- **Set task**: Render the data below, starting at the line that contains "Find the white plastic" and ending at the line that contains "Please outline every instance of the white plastic", as a Markdown table with a "Row" column numbering each line and a "Text" column holding the line itself, leaving out blank lines.

►

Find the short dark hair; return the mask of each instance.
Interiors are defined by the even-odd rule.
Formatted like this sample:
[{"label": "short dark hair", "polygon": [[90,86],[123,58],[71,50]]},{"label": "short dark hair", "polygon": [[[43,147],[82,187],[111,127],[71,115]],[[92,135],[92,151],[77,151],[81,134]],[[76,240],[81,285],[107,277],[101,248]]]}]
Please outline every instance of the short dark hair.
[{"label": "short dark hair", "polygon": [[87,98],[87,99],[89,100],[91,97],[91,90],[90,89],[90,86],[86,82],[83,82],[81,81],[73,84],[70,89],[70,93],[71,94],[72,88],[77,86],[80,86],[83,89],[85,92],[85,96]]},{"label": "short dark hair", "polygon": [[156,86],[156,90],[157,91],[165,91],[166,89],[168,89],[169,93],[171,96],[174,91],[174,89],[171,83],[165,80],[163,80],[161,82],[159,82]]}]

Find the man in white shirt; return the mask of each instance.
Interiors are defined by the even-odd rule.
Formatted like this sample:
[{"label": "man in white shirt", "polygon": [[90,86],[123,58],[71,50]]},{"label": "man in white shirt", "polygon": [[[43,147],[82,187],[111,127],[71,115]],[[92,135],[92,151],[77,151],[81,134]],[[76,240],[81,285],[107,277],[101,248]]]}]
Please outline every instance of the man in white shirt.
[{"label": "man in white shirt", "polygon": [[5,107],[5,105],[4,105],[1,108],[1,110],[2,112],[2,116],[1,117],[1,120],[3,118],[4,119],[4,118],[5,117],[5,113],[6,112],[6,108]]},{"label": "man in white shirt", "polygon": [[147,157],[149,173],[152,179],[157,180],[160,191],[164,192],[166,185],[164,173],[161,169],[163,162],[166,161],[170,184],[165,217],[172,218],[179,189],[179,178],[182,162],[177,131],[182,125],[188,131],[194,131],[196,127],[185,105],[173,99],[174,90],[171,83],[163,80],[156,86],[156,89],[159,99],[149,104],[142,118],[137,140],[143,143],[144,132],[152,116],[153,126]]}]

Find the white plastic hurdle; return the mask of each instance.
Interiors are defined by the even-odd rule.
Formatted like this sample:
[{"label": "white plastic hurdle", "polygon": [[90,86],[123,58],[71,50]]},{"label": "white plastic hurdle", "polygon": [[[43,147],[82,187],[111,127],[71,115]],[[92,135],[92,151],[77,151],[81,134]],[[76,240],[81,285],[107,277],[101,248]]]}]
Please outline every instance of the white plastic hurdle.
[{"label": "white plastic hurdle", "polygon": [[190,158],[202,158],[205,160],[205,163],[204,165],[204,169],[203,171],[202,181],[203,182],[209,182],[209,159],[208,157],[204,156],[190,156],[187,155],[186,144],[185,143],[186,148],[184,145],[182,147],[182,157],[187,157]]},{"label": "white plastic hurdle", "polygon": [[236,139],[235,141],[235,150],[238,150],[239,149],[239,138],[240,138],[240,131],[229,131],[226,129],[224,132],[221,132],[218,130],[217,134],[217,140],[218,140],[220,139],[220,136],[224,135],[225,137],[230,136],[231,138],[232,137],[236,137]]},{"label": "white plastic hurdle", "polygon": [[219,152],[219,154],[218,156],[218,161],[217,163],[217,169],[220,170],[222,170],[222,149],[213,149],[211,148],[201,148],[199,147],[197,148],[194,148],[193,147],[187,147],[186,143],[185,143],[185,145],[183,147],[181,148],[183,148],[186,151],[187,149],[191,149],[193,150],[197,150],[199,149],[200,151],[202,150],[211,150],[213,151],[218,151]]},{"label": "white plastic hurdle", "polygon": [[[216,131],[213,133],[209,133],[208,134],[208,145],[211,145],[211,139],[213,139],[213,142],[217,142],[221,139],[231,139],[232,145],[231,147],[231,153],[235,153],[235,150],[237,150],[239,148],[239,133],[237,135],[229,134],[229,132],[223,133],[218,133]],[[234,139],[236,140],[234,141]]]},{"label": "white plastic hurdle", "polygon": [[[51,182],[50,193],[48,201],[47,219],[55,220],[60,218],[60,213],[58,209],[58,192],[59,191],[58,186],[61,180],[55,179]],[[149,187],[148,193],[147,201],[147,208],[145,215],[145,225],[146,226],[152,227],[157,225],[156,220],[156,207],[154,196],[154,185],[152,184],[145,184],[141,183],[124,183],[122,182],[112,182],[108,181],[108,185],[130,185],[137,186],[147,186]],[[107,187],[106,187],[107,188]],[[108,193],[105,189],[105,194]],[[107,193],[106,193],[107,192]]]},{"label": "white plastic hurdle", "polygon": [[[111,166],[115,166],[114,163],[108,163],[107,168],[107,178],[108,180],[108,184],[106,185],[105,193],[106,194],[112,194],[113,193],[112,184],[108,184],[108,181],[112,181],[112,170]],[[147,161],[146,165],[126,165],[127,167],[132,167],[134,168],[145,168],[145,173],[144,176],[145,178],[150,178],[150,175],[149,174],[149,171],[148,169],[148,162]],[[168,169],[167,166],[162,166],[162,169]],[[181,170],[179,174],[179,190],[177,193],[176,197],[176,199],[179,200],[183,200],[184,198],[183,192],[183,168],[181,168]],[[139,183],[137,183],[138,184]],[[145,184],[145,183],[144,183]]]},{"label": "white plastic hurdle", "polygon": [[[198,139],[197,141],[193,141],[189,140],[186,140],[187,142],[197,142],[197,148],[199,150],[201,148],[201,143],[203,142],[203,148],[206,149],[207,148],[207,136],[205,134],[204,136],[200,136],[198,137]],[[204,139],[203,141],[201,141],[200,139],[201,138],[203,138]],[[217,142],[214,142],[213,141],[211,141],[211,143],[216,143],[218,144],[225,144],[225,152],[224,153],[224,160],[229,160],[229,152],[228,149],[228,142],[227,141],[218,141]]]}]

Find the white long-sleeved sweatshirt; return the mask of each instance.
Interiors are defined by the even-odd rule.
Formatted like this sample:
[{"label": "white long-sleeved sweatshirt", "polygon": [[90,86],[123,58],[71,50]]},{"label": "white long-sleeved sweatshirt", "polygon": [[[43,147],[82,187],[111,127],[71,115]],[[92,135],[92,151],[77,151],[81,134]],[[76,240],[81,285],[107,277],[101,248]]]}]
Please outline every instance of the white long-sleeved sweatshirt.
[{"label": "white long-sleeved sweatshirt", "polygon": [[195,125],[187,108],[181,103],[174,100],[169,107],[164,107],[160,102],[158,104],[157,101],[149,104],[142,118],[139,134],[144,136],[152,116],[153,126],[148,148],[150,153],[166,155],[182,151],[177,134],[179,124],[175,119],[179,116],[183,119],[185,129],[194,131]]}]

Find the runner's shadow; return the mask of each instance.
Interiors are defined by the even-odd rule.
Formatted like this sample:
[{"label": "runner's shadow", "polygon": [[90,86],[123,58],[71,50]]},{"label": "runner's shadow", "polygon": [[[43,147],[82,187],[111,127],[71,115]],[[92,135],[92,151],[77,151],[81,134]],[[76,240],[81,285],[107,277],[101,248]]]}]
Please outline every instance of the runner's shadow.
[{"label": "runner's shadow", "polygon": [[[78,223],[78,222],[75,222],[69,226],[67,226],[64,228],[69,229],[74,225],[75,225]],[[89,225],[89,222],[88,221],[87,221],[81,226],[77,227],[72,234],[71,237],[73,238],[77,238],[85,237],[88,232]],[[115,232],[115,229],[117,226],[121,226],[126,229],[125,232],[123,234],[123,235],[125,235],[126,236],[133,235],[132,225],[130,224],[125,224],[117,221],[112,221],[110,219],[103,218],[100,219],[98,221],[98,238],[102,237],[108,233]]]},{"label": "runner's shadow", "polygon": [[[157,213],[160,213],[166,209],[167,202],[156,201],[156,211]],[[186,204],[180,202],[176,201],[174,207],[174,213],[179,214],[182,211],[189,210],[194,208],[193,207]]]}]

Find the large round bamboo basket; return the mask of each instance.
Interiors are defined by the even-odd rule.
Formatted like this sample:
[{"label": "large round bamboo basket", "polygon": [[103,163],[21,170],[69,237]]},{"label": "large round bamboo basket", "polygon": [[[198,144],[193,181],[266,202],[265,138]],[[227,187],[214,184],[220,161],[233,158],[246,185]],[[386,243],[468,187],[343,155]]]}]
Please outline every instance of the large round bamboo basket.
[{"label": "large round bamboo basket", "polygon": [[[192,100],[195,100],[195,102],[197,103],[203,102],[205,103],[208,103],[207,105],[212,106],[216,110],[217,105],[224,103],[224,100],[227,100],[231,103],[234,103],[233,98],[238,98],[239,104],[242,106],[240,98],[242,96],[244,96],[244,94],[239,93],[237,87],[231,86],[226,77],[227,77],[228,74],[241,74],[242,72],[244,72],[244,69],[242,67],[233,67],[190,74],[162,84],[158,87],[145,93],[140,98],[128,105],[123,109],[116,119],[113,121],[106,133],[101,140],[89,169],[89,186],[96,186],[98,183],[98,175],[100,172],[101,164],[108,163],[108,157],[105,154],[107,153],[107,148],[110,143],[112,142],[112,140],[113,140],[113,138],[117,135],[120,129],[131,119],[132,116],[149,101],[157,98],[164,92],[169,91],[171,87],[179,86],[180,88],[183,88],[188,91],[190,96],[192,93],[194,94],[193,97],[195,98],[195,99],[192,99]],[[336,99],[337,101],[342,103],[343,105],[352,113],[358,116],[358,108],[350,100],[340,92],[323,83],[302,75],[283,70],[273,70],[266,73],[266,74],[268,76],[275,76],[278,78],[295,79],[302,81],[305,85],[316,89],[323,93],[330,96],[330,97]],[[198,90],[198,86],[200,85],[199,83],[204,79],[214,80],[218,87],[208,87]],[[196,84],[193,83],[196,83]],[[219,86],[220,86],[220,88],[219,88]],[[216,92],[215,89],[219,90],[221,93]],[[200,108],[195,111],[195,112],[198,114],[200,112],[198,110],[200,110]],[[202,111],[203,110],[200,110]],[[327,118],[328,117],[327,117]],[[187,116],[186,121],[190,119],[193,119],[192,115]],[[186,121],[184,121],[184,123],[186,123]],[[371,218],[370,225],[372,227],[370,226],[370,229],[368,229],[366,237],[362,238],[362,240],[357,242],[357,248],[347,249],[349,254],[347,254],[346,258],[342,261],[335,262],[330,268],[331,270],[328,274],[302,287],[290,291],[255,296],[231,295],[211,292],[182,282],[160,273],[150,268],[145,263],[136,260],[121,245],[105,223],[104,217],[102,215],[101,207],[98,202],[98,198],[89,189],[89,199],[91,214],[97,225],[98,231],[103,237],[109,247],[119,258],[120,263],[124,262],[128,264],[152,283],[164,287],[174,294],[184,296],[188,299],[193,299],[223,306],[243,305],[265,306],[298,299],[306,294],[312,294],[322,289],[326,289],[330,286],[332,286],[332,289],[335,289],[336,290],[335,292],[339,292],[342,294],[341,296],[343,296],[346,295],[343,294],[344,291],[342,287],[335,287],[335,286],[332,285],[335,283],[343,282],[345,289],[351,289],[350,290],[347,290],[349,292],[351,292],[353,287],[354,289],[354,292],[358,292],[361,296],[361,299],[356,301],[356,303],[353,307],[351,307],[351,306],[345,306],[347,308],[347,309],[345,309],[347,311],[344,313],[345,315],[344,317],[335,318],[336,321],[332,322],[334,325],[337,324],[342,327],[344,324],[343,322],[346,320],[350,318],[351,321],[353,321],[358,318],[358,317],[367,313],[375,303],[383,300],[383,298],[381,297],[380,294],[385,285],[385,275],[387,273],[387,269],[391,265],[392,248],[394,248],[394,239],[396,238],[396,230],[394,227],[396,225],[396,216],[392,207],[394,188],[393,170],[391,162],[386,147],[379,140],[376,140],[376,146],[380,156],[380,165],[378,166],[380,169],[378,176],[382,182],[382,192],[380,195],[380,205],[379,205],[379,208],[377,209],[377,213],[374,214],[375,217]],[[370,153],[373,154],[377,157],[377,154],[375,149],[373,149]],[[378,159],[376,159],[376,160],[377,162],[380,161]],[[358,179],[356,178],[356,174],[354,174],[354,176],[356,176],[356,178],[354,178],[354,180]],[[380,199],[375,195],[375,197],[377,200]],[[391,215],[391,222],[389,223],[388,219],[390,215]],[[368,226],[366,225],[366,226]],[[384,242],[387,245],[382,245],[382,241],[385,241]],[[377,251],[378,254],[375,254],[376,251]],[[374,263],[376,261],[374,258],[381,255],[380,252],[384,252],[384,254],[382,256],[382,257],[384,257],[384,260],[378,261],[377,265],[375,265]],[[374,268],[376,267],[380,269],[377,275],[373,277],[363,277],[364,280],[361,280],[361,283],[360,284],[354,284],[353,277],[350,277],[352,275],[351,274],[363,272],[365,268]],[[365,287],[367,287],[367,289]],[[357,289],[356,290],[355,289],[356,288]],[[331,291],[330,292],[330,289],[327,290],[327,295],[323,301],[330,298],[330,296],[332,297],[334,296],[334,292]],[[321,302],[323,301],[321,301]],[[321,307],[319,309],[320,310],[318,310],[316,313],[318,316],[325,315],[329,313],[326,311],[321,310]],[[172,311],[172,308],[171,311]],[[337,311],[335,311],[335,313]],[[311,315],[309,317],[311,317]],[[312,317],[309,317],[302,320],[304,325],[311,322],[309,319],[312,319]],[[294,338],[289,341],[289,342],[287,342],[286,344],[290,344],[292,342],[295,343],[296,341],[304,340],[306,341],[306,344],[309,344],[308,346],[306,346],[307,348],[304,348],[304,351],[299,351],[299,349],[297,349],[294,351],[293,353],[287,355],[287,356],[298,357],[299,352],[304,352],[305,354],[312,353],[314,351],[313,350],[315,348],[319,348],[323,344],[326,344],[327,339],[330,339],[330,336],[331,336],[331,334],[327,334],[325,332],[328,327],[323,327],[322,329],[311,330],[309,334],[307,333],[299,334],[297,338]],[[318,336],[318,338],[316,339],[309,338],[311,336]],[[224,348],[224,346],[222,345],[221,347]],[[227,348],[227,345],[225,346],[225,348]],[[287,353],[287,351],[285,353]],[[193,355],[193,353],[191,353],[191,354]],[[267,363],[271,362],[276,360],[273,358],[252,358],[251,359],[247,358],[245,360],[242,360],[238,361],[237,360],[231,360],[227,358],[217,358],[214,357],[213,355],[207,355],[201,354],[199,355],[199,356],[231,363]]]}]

◄

- **Task output**:
| Row | Text |
|---|---|
| 1 | Find the white plastic hurdle; return the mask of each instance. |
| 2 | Interiors are defined by the even-odd rule. |
| 3 | Formatted like this sample: |
| 4 | [{"label": "white plastic hurdle", "polygon": [[90,86],[123,58],[71,50]]},{"label": "white plastic hurdle", "polygon": [[[43,147],[82,187],[111,127],[71,115]],[[92,135],[92,151],[77,151],[81,134]],[[76,240],[81,285],[107,277],[101,248]]]}] |
| 5 | Please outline every instance of the white plastic hurdle. |